(Data entries)
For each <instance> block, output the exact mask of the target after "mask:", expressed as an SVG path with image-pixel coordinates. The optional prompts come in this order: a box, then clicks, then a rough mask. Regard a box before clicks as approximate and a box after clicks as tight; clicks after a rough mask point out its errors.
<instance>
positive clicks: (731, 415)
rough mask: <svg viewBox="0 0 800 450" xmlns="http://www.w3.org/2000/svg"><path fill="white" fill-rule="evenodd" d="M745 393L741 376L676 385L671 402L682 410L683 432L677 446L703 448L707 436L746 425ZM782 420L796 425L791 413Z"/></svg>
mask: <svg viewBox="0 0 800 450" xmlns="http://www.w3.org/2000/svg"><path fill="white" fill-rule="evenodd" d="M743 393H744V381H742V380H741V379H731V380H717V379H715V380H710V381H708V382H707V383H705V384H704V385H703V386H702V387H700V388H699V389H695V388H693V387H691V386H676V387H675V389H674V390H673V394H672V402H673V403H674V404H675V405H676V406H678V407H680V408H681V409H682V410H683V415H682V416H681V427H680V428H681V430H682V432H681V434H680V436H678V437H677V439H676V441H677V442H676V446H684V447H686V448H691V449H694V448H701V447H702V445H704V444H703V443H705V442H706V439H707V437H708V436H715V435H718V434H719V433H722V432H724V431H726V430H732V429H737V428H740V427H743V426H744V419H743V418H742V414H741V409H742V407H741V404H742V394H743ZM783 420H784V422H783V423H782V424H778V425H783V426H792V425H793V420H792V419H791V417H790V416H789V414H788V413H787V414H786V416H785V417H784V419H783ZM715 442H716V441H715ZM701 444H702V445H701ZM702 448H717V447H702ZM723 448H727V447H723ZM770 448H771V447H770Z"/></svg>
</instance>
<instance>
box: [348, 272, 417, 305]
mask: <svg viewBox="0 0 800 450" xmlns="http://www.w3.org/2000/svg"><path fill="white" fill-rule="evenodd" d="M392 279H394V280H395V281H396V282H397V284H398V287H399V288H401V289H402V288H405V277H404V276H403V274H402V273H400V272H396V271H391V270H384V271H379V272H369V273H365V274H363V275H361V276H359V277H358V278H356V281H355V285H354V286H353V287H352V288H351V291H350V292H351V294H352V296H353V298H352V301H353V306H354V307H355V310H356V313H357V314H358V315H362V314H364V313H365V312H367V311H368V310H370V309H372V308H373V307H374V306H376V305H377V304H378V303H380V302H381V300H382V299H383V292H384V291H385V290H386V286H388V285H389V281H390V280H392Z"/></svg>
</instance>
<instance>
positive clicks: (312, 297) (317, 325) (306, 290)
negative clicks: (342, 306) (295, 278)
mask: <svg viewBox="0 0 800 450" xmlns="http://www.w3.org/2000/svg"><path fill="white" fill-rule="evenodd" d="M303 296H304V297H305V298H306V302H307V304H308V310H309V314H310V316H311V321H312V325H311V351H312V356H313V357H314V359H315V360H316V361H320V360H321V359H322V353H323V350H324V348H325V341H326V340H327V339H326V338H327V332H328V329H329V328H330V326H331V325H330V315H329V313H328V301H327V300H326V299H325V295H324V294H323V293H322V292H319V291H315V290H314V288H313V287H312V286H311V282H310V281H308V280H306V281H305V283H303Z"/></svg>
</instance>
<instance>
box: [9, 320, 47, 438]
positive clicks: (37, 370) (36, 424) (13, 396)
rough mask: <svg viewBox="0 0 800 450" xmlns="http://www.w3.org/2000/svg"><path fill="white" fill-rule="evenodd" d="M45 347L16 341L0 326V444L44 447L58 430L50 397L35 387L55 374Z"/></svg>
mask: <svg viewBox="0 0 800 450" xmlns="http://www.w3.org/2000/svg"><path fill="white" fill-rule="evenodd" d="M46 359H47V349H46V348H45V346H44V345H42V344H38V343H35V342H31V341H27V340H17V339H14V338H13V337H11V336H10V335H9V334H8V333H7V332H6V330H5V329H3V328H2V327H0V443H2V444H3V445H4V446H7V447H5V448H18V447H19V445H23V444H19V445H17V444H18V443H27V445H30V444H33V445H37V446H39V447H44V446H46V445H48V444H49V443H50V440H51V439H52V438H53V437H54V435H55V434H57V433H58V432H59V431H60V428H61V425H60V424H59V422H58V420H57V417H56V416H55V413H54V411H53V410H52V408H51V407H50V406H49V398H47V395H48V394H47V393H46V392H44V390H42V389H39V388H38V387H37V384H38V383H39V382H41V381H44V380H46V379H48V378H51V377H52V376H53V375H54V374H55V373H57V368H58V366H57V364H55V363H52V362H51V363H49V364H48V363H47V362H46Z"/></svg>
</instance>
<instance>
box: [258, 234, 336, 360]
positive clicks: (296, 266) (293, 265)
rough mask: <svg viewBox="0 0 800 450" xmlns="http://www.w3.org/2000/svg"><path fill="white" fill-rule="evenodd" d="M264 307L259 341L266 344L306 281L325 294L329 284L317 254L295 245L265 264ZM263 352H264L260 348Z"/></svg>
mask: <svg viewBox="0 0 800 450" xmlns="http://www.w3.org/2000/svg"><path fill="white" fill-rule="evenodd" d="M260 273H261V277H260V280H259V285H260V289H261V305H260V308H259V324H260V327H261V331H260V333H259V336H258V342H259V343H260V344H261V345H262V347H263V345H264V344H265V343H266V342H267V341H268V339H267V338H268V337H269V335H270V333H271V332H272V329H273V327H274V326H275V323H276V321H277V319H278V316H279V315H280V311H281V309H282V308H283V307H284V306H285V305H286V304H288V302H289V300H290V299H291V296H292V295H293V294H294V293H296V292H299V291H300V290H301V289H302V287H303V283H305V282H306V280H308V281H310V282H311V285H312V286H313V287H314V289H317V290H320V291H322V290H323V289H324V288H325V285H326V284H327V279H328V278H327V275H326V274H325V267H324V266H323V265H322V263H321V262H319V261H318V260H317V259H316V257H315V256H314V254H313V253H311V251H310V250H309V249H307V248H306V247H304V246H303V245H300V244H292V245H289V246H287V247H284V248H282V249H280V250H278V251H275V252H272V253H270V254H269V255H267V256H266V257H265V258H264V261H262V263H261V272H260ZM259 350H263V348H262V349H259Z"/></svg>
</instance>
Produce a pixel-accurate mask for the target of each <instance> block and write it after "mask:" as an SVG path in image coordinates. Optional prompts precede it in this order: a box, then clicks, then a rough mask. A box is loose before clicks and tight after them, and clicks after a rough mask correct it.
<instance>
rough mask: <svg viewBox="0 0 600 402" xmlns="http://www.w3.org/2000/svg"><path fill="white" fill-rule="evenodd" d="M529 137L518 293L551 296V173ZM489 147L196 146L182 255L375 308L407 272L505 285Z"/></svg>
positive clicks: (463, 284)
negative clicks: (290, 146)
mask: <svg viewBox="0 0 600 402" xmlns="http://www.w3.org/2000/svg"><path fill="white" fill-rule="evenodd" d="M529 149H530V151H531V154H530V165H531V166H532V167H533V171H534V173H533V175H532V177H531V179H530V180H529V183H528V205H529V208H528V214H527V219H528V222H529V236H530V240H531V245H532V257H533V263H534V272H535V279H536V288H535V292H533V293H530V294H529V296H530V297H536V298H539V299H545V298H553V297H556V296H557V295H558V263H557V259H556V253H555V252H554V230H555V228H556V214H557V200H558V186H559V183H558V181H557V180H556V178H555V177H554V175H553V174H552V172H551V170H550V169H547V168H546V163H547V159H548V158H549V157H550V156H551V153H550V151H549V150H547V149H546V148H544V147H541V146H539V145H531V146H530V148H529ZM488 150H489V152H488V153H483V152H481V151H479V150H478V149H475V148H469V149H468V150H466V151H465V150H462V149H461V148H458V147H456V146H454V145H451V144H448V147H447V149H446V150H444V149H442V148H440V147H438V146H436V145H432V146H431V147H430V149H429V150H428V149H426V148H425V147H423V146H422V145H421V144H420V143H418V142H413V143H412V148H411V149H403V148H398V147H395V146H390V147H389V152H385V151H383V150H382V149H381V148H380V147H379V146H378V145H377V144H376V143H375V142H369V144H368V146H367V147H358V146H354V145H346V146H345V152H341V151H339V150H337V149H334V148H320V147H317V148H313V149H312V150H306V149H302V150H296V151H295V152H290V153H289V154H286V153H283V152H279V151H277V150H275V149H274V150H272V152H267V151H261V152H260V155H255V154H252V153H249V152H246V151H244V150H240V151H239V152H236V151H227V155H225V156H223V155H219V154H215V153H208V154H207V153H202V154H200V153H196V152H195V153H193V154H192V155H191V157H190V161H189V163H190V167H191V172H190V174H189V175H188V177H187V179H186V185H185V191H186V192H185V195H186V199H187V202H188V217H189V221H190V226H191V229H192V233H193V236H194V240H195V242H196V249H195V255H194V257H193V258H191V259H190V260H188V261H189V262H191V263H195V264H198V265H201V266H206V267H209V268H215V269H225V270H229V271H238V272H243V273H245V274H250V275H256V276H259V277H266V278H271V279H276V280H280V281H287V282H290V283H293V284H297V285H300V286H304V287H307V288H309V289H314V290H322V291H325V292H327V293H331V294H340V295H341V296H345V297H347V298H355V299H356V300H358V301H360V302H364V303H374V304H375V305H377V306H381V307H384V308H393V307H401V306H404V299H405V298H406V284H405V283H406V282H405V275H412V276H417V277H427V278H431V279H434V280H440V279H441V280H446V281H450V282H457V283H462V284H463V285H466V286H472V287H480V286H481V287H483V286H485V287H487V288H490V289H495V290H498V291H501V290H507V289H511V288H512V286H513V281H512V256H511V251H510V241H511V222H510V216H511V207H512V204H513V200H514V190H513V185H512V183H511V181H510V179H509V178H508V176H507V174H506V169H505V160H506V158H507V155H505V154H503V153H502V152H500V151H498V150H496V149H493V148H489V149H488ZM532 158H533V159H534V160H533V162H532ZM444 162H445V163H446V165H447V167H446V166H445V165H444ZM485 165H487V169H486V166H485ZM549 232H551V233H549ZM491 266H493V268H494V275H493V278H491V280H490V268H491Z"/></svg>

* * *

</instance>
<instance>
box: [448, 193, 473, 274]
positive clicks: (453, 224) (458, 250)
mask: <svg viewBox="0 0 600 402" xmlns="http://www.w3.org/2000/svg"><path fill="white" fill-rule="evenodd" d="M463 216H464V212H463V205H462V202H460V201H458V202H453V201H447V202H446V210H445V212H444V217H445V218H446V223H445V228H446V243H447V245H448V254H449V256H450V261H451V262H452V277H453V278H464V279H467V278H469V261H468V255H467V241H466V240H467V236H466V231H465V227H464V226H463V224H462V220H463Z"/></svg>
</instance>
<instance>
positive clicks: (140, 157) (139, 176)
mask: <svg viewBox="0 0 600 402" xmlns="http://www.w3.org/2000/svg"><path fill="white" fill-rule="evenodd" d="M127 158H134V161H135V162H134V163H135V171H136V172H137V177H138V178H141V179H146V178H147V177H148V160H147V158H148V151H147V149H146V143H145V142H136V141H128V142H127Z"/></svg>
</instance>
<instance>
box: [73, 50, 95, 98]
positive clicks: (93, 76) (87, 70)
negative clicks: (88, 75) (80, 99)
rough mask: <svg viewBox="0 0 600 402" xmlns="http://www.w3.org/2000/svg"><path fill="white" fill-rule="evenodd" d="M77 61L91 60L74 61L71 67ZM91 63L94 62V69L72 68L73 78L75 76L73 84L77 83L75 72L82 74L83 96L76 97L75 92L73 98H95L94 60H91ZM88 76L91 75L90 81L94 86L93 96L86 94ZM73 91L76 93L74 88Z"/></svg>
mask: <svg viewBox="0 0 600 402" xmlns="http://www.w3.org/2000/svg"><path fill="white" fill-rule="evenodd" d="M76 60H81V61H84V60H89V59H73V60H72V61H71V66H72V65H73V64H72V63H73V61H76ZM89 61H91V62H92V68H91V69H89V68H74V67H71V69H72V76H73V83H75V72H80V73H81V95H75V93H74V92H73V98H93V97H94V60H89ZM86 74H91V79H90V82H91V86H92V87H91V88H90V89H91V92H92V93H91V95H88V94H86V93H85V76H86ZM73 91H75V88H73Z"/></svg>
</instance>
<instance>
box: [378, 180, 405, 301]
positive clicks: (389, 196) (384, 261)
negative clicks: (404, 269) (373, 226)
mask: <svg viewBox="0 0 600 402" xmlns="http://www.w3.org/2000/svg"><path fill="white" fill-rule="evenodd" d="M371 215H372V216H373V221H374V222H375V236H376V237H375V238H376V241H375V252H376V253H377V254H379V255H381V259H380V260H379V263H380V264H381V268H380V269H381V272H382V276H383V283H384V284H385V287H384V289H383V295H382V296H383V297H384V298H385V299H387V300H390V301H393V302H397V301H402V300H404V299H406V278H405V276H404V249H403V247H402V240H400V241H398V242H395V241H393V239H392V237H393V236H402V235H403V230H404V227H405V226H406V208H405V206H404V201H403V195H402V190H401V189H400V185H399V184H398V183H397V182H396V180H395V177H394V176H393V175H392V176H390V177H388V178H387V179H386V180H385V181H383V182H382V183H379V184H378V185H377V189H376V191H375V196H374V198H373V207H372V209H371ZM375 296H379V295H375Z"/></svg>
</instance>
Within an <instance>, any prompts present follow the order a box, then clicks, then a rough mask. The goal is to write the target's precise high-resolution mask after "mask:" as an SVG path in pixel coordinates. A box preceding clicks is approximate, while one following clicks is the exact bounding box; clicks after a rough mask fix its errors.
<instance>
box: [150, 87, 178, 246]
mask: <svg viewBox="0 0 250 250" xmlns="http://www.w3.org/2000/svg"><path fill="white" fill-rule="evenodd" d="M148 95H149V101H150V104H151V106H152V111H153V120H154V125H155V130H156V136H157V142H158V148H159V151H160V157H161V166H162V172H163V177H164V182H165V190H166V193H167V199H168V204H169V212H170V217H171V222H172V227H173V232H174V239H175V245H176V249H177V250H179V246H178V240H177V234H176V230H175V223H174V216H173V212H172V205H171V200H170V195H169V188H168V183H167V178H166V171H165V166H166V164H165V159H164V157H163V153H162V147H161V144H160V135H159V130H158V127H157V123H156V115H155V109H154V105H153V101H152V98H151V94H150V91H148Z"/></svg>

- **Problem**
Copy, without any alteration, everything in the material from the line containing "For each <instance>" down to the line containing "442H716V441H715ZM701 444H702V445H701ZM702 448H717V447H702ZM723", including both of those lines.

- **Completed exercise**
For each <instance> block, output the exact mask of the target after "mask:", expressed as an SVG path with image-pixel coordinates. The optional prompts come in this order: a box, then clicks, then a rough mask. Regard a box before clicks as approximate and a box after clicks as tight; clicks after a rough mask point out its errors.
<instance>
positive clicks: (731, 415)
rough mask: <svg viewBox="0 0 800 450" xmlns="http://www.w3.org/2000/svg"><path fill="white" fill-rule="evenodd" d="M745 393L741 376L676 385L671 402L682 410L683 432L677 446L703 448L707 436L746 425ZM782 420L796 425L791 413Z"/></svg>
mask: <svg viewBox="0 0 800 450" xmlns="http://www.w3.org/2000/svg"><path fill="white" fill-rule="evenodd" d="M743 393H744V381H742V380H741V379H731V380H717V379H715V380H710V381H708V382H707V383H705V384H704V385H703V386H702V387H700V388H699V389H695V388H693V387H691V386H676V387H675V389H674V390H673V394H672V402H673V403H674V404H675V405H676V406H678V407H680V408H681V409H682V410H683V415H682V416H681V427H680V428H681V430H682V432H681V434H680V436H678V437H677V439H676V441H677V442H676V446H684V447H686V448H691V449H694V448H701V447H702V445H704V444H703V443H705V442H706V439H707V437H708V436H715V435H718V434H719V433H722V432H724V431H726V430H732V429H737V428H740V427H743V426H744V419H743V418H742V414H741V409H742V407H741V404H742V394H743ZM783 420H784V422H783V423H782V424H778V425H783V426H792V425H793V420H792V419H791V417H790V416H789V414H788V413H787V414H786V416H785V417H784V419H783ZM715 442H716V441H715ZM701 444H702V445H701ZM702 448H717V447H702ZM723 448H727V447H723ZM770 448H771V447H770Z"/></svg>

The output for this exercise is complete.